>> start EXTRACT TO READ
Action Card Football is a rather odd game in which you try to figure out what the hell is going on, whose meta-game is about playing a sport where the referee's only job is to stop the game any time something interesting happens. Considering I have no interest in either of its foundation blocks, I had a great time with it. I kind of want to recommend it to people like me, who might get a longevity bonus out of it while they try to puzzle out how it works, which is surprisingly easy to do as you go along.

Each team's relative strengths are measured, with some random chance. Choosing your team's strong suits, and anticipating your opponent weighs the odds in your favour. You think your opponent will pass. You have an option that's a particularly strong counter to a, uh, 4-split-prong pass. Choosing that will give all your lanes a few bonus points if you're right, but the opposite if you're wrong. The choices are revealed. Disaster! They're not going for a pass, they're going for a billy-fool dash. They get a bonus to all their dice rolls. Oof.
>> end EXTRACT TO READ
>> start EXTRACTED ENTRIES
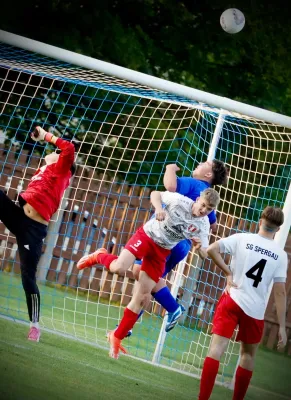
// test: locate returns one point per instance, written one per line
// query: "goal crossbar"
(144, 79)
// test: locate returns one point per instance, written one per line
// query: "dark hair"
(73, 166)
(273, 216)
(211, 196)
(220, 173)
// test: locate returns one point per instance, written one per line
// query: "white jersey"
(256, 264)
(179, 224)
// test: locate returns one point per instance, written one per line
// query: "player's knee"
(117, 267)
(247, 357)
(145, 300)
(136, 271)
(215, 352)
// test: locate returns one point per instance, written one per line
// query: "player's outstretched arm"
(170, 177)
(213, 252)
(280, 301)
(67, 155)
(156, 200)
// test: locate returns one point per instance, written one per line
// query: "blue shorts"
(178, 253)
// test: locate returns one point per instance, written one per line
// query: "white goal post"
(169, 118)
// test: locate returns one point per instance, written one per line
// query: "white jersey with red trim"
(179, 224)
(257, 262)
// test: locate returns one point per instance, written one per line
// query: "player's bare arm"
(280, 301)
(170, 177)
(197, 247)
(156, 201)
(213, 252)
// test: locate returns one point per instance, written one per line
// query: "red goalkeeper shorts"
(228, 315)
(153, 256)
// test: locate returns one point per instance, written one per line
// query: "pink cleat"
(115, 345)
(34, 334)
(91, 259)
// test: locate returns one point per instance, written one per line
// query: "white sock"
(34, 324)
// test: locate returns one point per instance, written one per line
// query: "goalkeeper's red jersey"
(46, 188)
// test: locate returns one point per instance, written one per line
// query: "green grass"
>> end EXTRACTED ENTRIES
INSTRUCTIONS:
1 – Edit the stretch from "Action Card Football" through "you go along." in the Action Card Football review, putting "umpire" in place of "referee".
2 – Do these statements agree with the Action Card Football review? Answer yes or no for each, quoting the words that decide it. (a) The reviewer has an interest in both of the game's foundation blocks. (b) Picking a strong counter gives all your lanes some bonus points if your guess is right. (c) The referee's only job is to keep play going whenever something interesting happens.

WRITTEN ANSWERS:
1 –
Action Card Football is a rather odd game in which you try to figure out what the hell is going on, whose meta-game is about playing a sport where the umpire's only job is to stop the game any time something interesting happens. Considering I have no interest in either of its foundation blocks, I had a great time with it. I kind of want to recommend it to people like me, who might get a longevity bonus out of it while they try to puzzle out how it works, which is surprisingly easy to do as you go along.

2 –
(a) No: "Considering I have no interest in either of its foundation blocks"
(b) Yes: "Choosing that will give all your lanes a few bonus points if you're right"
(c) No: "the referee's only job is to stop the game any time something interesting happens"